[Written problem]
Put every line of these records into a JSON list of strings, one string per line, with blank lines dropped and the pictures left out.
_ _ _ _ _
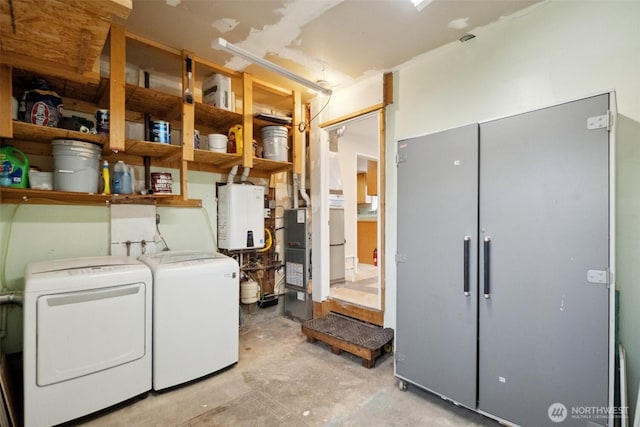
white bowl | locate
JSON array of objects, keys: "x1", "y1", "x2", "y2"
[{"x1": 208, "y1": 133, "x2": 228, "y2": 153}]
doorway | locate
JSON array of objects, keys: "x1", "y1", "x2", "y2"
[{"x1": 325, "y1": 112, "x2": 384, "y2": 310}]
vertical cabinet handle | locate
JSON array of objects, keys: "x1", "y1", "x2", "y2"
[
  {"x1": 463, "y1": 236, "x2": 471, "y2": 297},
  {"x1": 484, "y1": 236, "x2": 491, "y2": 298}
]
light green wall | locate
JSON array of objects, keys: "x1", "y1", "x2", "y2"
_ _ _ _ _
[Task solution]
[
  "white bowl | locate",
  "JSON array of objects, keys: \"x1\", \"y1\", \"x2\", \"y2\"",
  "[{\"x1\": 208, \"y1\": 133, \"x2\": 228, \"y2\": 153}]",
  "doorway | locate",
  "JSON array of objects, keys: \"x1\", \"y1\", \"x2\", \"y2\"",
  "[{\"x1\": 325, \"y1\": 112, \"x2\": 384, \"y2\": 310}]",
  "vertical cabinet handle | locate",
  "JSON array of objects, keys: \"x1\", \"y1\", \"x2\", \"y2\"",
  "[",
  "  {\"x1\": 463, \"y1\": 236, \"x2\": 471, \"y2\": 297},",
  "  {\"x1\": 484, \"y1\": 236, \"x2\": 491, \"y2\": 298}",
  "]",
  "light green wall | locate",
  "JSON array of objects, keys: \"x1\", \"y1\", \"x2\", \"y2\""
]